Work required
Each line that contains the word "tray" is to be copied from the records below.

Top of Material for this exercise

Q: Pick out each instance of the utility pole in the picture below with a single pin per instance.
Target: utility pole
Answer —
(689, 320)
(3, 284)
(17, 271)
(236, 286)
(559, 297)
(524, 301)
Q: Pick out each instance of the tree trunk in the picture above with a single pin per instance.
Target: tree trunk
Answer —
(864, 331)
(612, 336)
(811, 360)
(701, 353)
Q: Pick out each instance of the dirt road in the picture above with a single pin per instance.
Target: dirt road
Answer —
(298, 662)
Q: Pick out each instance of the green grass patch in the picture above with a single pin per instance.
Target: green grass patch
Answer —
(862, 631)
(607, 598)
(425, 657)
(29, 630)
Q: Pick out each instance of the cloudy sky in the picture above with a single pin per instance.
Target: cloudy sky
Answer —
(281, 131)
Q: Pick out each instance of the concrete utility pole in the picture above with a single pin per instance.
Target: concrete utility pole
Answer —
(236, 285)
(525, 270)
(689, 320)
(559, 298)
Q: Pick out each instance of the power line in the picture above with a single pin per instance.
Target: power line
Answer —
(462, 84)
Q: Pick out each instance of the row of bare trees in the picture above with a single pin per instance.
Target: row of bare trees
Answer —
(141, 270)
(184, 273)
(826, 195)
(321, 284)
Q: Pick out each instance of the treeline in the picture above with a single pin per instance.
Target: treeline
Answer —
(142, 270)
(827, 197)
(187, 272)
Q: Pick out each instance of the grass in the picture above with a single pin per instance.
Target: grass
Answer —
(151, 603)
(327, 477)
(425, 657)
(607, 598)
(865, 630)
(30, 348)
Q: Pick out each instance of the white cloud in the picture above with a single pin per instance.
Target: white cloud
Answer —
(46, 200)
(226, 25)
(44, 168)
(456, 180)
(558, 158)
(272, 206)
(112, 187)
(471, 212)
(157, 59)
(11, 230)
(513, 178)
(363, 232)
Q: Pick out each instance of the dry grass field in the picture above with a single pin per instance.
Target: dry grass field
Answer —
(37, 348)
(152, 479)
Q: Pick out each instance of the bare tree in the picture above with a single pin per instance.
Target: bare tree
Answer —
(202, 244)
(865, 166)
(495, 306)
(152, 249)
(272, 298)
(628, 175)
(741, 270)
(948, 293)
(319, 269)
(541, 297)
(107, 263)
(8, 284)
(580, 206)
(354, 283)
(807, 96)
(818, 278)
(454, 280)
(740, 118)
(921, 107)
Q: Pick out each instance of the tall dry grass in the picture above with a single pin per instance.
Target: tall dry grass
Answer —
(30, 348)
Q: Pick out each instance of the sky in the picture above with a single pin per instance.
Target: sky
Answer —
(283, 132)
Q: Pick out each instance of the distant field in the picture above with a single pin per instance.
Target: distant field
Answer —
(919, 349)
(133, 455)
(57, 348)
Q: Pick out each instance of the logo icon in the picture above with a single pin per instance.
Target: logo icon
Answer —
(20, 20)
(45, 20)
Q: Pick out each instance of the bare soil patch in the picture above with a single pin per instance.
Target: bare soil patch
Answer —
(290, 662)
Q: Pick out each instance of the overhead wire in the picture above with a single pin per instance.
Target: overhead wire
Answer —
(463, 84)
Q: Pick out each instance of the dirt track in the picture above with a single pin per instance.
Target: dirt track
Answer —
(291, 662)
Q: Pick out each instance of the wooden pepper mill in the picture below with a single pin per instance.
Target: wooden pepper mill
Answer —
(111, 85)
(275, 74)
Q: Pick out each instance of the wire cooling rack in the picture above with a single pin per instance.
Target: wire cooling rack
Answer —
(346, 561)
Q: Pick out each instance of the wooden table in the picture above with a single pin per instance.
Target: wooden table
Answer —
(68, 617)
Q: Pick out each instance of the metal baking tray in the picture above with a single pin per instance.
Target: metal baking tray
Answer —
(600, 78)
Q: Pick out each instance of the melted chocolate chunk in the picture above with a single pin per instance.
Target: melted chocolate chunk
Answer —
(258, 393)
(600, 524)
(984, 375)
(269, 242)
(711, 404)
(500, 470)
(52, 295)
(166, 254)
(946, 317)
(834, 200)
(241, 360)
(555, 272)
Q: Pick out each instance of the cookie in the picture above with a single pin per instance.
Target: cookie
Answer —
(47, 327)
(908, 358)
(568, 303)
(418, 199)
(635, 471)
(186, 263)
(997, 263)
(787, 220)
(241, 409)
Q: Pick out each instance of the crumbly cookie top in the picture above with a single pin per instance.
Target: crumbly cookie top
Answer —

Bottom of Material for this exercise

Response to this exercise
Q: Pick out each instance of the metal baking tray in the picture above with a single pin per instance.
Target: metal baking tray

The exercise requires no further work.